• TASK BRIEF:
Print the line that contains "Please point out the man's forearm" and every line after it through the last line of the records below, exactly as written and nothing else.

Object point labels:
** Start **

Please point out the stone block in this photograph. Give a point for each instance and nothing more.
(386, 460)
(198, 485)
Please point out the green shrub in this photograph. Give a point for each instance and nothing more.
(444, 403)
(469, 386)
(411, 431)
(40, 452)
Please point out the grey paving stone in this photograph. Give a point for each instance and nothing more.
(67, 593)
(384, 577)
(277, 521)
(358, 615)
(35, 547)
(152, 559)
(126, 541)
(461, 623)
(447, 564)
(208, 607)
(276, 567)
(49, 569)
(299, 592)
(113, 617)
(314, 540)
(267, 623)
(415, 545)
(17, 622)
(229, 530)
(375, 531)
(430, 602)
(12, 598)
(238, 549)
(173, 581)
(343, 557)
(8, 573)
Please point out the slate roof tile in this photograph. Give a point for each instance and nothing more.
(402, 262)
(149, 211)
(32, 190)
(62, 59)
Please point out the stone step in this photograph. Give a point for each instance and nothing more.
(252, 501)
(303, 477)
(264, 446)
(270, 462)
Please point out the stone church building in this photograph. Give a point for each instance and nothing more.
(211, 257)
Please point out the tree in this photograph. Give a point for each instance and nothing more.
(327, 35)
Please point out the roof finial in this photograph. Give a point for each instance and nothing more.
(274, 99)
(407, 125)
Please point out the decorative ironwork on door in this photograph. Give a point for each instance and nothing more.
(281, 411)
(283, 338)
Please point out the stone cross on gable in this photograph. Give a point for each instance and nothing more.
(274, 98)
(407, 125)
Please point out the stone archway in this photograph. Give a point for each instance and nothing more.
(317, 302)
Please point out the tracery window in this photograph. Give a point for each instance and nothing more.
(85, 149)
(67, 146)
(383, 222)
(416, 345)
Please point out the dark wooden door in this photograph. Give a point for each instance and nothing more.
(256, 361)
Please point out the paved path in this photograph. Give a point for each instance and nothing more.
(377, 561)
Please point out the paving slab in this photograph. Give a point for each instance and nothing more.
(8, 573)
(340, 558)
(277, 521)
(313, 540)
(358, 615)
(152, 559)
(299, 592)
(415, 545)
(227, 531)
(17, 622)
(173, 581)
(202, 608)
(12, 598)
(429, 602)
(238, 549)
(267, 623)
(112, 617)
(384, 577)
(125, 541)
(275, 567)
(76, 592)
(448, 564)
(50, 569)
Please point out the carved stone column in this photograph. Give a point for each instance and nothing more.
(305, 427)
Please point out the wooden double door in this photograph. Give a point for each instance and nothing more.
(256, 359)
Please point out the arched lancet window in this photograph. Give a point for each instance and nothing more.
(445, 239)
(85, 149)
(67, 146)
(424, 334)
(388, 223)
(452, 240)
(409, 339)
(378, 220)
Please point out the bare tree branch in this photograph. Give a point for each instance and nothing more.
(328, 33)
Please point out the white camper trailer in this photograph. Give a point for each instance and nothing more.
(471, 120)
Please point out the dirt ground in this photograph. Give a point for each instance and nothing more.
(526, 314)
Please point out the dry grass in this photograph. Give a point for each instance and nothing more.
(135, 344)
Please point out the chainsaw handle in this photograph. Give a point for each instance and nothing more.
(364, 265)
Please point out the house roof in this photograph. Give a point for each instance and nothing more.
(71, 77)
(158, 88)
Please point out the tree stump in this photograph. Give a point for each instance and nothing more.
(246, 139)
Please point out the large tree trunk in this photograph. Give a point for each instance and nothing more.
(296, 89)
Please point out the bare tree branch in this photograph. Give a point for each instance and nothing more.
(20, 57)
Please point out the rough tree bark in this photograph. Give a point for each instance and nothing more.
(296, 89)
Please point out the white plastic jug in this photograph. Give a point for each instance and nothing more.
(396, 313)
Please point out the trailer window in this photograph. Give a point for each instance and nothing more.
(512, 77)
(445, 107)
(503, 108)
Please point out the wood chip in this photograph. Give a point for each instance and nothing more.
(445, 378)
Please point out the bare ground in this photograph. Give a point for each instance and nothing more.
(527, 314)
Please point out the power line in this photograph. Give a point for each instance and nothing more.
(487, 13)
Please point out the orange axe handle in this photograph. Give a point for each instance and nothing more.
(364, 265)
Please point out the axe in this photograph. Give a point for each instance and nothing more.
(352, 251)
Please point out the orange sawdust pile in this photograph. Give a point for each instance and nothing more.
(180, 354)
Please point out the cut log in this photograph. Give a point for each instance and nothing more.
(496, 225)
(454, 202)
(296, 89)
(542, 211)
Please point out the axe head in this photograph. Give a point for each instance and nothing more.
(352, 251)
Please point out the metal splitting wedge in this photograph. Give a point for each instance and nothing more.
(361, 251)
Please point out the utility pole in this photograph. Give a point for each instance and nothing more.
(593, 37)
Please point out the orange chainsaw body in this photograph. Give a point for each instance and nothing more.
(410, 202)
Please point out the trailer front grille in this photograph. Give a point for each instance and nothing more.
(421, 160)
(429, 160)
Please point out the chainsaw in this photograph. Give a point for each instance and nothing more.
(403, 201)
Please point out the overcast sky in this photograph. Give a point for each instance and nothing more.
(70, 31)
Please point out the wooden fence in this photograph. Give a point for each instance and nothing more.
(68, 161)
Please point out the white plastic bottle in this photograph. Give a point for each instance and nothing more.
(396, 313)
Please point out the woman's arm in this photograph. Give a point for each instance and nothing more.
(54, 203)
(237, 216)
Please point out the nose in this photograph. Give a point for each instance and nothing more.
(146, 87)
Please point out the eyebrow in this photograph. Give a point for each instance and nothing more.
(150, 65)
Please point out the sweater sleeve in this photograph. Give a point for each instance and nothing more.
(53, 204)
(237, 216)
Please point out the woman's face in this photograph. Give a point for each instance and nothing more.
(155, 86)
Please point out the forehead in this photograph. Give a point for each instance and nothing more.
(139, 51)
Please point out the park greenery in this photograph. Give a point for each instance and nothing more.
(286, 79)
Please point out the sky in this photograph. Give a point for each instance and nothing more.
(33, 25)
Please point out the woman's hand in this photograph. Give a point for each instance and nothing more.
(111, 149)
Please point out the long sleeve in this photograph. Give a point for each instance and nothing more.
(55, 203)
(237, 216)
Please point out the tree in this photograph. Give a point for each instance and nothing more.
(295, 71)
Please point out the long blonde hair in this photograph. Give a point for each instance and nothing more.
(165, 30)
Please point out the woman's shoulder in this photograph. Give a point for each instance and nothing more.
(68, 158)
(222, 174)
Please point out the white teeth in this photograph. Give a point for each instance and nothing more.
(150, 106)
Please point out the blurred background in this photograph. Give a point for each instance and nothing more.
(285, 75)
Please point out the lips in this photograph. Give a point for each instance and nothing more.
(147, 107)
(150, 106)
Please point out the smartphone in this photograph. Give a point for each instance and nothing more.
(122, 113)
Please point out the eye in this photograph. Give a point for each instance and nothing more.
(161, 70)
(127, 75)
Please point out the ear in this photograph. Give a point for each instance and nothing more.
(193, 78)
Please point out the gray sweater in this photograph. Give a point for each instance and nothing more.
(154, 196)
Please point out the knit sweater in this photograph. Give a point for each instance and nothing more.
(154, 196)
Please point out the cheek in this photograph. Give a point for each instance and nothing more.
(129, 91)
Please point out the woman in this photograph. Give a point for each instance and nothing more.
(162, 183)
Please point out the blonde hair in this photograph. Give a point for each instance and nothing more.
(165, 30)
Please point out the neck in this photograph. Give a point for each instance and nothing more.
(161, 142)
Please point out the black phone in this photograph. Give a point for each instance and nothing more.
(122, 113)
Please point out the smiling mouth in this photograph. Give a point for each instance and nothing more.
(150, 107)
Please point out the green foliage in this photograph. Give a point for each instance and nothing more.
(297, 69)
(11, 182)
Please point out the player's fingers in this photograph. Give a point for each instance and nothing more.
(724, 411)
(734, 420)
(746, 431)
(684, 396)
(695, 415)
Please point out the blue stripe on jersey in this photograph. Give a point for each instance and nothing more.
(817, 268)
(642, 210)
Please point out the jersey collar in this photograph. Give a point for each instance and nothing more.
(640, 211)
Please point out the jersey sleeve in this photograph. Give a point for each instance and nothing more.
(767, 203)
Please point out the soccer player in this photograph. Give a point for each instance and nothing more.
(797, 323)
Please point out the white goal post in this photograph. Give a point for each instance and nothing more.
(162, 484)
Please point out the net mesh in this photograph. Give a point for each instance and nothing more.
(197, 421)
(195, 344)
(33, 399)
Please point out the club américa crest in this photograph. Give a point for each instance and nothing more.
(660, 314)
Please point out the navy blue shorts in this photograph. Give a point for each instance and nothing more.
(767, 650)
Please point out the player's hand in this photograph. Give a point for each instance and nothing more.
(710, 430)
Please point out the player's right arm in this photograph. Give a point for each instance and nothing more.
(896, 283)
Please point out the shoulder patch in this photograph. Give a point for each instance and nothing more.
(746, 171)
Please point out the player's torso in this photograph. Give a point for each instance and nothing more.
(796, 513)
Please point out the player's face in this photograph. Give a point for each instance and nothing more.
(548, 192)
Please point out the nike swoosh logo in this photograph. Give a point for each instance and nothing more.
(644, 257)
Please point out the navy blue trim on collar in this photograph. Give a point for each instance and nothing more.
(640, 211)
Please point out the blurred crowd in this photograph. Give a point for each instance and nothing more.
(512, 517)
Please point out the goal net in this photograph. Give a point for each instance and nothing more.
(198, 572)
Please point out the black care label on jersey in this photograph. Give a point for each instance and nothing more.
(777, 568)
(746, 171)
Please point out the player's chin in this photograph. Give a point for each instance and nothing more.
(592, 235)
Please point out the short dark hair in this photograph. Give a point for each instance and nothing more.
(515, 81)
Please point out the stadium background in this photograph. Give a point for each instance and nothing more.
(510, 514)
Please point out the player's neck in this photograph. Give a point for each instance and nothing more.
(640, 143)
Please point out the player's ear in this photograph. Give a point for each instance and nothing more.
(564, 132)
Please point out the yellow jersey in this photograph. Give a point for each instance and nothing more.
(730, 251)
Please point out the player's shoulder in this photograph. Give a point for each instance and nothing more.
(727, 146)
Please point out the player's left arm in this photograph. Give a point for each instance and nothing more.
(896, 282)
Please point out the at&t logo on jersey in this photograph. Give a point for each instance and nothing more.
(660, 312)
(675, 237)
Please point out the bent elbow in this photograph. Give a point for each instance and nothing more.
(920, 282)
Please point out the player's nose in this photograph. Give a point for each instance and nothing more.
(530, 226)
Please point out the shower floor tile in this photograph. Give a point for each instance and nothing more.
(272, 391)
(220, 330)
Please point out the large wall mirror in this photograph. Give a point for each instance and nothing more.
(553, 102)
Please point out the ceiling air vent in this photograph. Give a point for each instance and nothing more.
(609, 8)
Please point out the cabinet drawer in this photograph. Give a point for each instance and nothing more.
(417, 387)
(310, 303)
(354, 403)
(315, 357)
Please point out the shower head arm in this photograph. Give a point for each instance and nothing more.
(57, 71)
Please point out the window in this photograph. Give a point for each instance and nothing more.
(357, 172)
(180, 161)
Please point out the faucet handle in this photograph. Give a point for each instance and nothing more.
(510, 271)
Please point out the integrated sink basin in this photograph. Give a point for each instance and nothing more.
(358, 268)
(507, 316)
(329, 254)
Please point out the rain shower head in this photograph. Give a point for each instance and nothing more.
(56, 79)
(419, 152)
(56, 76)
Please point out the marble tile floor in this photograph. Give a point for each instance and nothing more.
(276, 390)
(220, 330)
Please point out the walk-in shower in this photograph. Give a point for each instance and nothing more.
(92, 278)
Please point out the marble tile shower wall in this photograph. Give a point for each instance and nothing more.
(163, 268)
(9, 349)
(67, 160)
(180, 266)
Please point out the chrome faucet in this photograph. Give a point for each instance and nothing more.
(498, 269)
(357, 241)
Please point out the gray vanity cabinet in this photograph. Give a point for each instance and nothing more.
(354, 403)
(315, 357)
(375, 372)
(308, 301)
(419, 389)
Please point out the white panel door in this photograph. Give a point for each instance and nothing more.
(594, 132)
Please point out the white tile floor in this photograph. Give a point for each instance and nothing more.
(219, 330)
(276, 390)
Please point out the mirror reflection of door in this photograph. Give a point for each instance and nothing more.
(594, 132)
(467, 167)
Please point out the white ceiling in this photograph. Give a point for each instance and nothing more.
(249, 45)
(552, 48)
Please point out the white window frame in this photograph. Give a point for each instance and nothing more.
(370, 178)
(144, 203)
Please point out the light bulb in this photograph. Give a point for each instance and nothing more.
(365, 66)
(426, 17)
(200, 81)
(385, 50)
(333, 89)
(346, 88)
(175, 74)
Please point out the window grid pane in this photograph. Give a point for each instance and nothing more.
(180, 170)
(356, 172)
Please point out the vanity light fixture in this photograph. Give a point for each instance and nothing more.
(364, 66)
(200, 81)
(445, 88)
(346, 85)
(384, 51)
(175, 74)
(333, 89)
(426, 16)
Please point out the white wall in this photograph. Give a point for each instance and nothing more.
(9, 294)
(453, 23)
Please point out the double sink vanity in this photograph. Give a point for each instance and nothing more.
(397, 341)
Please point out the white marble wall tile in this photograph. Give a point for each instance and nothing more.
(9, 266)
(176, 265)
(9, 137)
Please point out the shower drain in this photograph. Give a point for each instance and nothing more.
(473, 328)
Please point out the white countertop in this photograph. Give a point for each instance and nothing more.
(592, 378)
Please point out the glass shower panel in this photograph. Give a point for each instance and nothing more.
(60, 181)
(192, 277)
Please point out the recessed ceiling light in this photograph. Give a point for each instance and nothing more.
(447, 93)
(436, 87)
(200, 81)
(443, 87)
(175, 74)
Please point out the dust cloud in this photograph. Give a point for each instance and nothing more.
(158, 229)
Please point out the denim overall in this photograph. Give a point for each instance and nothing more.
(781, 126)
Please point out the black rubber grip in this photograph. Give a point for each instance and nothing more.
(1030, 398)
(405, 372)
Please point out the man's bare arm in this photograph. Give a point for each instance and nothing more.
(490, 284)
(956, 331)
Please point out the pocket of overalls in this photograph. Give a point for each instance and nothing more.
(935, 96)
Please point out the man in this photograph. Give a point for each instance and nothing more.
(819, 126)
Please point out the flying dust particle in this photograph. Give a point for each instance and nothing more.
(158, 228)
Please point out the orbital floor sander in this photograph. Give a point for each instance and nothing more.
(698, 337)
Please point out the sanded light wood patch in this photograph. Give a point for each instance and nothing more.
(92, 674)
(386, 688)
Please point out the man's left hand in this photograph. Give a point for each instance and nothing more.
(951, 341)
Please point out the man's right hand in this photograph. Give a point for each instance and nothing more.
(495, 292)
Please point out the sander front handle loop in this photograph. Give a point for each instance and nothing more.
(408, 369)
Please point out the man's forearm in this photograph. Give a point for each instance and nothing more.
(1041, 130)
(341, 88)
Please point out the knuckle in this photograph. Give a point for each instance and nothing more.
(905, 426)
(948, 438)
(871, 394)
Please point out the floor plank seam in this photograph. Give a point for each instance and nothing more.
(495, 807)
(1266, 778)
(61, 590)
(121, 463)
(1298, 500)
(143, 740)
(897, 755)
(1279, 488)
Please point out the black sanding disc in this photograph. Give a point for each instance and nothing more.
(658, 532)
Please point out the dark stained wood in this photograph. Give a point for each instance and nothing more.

** End **

• TASK ANSWER:
Please point out the man's forearm in this photograph. Give a point for each instance and nothing more.
(1041, 130)
(341, 88)
Please point out the knuckle in this photograph. Give a point for each instance and nothing more.
(905, 426)
(948, 438)
(871, 394)
Please point out the floor plank seam in this photograph. Give a point for each instance and nothing more.
(495, 807)
(1266, 778)
(61, 590)
(121, 463)
(1298, 500)
(143, 740)
(897, 755)
(1279, 488)
Please point out the black sanding disc in this photograph. Give a point for each instance and nothing more.
(658, 532)
Please point out the dark stained wood in this photograph. Give a point for each instance and nothing more.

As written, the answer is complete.